### RECORD EXCERPTS
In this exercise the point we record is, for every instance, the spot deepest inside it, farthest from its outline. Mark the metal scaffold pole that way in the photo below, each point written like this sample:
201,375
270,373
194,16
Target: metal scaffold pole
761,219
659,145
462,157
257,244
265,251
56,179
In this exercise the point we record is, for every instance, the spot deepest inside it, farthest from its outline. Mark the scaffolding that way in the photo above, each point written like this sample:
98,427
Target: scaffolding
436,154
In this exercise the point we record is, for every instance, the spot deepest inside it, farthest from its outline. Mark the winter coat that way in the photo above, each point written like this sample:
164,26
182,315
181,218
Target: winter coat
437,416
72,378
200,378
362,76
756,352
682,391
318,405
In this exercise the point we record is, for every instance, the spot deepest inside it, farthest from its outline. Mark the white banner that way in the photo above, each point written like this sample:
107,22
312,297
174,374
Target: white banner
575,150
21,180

### INSTRUCTIONS TO FOLLOW
Rewrite the lines above, replacing every occurrence of "winter coat" with "heavy jacket" and leaving everything else as it is.

### RESPONSE TO THIS TASK
In this exercise the point we record is, for every instance, the spot deepest inside it, farthest from its outline. Mark the metal scaffold pole that way in the photo below, each point written like this sample:
201,375
270,373
194,16
Target: metal scaffold pole
761,219
659,145
462,157
257,244
265,251
56,179
In this exercise the point we record is, for every instance, the spot deepest inside it, farthest from its outline. Mark the scaffolding that way in the photo above, each point written like this sample:
98,427
Target: scaffolding
436,154
In this exercise the point we record is, for every instance, the spot deepest inside it, farthest from its outline. Mark the heavy jacket that way in the photo above, each point written like this sample:
164,26
182,315
181,218
Target: heavy jacket
437,416
72,378
200,378
362,76
756,352
682,391
318,405
In this exercise the point we record is, for every instance, the spot deepest inside it, farthest from its outline. Mark the white banner that way in the photo above, each point written like this sample:
107,22
312,297
174,374
Target: white banner
575,150
21,180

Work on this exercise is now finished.